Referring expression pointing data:
Content starts

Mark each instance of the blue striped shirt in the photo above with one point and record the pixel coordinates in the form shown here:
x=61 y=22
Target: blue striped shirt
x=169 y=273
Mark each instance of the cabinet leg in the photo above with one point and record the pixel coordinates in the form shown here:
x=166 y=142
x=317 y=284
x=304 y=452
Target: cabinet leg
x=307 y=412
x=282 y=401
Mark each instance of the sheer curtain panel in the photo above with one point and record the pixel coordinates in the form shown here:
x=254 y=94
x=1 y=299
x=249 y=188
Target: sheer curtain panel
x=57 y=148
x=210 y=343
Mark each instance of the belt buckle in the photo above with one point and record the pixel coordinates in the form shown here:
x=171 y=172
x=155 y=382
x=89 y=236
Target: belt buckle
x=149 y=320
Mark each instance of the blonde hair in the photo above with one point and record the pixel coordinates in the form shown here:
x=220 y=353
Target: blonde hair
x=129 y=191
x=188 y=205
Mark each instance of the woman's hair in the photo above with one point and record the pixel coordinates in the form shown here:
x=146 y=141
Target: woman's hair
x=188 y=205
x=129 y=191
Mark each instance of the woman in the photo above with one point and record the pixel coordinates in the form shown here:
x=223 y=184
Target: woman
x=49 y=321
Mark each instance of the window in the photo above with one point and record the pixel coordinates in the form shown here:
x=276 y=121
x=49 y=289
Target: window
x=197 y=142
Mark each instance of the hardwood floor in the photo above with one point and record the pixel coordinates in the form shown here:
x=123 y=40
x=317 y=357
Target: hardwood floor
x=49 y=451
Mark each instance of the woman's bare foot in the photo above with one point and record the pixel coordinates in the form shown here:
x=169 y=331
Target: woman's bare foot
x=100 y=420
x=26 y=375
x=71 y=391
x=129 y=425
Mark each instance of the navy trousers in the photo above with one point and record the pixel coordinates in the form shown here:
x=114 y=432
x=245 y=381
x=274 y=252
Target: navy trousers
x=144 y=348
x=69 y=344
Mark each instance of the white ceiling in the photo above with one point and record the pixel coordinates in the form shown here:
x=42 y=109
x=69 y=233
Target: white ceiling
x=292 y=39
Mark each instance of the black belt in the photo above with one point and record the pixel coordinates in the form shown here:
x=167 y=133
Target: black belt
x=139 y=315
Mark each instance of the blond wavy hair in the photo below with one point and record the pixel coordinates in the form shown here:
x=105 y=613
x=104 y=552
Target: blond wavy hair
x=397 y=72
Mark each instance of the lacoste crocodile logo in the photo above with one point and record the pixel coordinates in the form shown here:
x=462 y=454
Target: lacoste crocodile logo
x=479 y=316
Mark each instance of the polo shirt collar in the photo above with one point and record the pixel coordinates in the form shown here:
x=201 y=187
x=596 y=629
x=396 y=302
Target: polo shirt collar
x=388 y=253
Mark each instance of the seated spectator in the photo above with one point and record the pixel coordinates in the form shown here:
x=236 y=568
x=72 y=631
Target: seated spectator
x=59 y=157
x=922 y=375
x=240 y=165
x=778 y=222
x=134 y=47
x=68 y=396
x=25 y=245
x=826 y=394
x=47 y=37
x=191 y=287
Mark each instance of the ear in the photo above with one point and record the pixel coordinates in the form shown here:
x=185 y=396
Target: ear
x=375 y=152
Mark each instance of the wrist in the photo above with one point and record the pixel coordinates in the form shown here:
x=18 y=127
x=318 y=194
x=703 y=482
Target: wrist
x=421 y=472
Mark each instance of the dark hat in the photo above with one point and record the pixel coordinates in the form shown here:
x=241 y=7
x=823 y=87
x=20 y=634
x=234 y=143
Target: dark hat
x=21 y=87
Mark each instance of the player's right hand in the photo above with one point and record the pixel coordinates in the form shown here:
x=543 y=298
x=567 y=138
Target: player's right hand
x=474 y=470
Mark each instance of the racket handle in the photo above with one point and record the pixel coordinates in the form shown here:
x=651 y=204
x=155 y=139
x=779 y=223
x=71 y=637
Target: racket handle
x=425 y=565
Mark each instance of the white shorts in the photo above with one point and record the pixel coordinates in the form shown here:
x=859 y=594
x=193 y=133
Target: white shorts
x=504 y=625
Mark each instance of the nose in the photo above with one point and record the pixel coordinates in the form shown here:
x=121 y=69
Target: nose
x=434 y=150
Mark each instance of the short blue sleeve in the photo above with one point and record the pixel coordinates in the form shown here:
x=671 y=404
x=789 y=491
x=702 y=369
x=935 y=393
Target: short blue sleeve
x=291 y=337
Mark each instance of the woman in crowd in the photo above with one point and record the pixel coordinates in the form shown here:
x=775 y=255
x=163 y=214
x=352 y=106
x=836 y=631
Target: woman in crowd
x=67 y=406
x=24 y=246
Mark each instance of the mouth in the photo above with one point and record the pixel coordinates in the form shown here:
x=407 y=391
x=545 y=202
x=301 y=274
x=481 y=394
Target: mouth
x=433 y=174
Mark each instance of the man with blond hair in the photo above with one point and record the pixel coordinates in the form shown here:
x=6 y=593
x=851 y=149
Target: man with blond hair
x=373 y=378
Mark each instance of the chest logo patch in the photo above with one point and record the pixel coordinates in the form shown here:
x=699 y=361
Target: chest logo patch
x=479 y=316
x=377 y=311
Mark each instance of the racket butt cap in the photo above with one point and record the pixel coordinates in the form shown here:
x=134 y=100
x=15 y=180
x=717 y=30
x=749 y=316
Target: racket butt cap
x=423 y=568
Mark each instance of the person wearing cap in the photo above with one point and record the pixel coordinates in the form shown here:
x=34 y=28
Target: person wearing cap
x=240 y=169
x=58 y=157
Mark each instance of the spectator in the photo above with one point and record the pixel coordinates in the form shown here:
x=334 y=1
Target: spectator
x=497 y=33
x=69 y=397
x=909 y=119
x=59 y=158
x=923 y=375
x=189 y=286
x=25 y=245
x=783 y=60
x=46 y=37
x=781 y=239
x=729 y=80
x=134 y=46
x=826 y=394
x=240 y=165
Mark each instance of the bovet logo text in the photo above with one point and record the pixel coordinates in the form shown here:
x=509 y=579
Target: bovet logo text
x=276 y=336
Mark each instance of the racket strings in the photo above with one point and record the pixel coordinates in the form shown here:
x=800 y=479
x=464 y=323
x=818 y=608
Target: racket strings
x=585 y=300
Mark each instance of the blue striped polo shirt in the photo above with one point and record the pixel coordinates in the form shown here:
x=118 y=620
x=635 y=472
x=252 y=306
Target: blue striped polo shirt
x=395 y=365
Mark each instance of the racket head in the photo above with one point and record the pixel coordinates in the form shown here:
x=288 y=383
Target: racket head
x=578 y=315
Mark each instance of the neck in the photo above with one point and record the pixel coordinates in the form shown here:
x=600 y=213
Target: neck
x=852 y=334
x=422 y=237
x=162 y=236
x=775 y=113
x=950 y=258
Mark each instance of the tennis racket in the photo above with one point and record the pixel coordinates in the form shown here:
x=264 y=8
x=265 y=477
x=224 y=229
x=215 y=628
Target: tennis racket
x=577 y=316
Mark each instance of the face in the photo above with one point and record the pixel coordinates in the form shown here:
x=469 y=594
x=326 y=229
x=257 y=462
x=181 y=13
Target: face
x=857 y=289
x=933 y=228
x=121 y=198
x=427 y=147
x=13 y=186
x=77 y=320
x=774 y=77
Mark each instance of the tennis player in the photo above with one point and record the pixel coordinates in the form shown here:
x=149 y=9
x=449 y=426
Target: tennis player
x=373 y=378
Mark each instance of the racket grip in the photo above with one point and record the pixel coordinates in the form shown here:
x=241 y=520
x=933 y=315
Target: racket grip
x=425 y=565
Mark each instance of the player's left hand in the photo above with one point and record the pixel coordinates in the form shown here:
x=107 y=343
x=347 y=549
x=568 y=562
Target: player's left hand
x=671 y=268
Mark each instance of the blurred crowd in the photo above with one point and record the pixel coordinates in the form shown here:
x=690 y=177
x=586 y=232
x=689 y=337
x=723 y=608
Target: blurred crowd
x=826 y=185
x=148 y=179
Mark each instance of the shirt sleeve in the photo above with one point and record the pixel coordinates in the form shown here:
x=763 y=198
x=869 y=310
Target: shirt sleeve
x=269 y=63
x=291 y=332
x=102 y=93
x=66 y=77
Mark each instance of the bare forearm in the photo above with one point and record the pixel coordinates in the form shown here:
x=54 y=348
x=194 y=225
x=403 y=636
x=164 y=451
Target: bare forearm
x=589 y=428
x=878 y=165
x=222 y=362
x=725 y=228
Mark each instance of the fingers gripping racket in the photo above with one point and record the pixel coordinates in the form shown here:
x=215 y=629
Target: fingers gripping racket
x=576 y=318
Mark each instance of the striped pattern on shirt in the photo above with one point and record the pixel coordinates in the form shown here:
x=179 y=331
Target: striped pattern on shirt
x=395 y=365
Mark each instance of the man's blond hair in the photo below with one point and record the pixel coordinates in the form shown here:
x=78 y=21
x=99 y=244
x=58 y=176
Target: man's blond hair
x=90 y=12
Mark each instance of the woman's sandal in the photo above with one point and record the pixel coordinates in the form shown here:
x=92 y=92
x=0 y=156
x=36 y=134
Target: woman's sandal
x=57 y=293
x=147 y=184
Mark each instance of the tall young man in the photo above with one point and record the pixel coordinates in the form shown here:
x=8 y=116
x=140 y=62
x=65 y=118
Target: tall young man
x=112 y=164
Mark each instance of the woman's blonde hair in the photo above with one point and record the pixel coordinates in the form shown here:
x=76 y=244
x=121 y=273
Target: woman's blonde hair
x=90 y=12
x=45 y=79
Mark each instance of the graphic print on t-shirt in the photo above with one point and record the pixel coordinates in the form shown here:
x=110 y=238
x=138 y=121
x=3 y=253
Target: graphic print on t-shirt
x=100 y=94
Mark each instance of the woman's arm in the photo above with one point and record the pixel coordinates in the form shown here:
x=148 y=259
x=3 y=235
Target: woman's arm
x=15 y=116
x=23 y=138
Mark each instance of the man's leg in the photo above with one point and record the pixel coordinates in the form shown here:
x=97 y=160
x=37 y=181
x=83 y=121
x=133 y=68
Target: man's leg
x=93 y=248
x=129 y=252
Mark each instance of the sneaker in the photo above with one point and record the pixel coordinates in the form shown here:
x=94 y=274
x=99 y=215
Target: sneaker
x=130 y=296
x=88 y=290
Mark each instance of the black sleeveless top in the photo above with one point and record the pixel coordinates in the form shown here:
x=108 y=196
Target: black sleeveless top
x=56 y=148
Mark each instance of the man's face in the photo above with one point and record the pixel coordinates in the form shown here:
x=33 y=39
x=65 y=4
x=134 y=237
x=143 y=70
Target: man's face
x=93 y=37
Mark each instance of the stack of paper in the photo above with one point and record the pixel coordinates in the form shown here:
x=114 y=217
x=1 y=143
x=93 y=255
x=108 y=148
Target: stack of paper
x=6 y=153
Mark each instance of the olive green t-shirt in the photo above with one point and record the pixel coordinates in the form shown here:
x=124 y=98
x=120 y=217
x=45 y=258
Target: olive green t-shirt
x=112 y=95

Content ends

Show the lines of the records above that mention "below".

Mark each instance of the blond wavy hair in the photo below with one point and record the pixel coordinates in the form shown here:
Mark each instance of the man's blond hair in the photo below with one point and record the pixel coordinates in the form shown here:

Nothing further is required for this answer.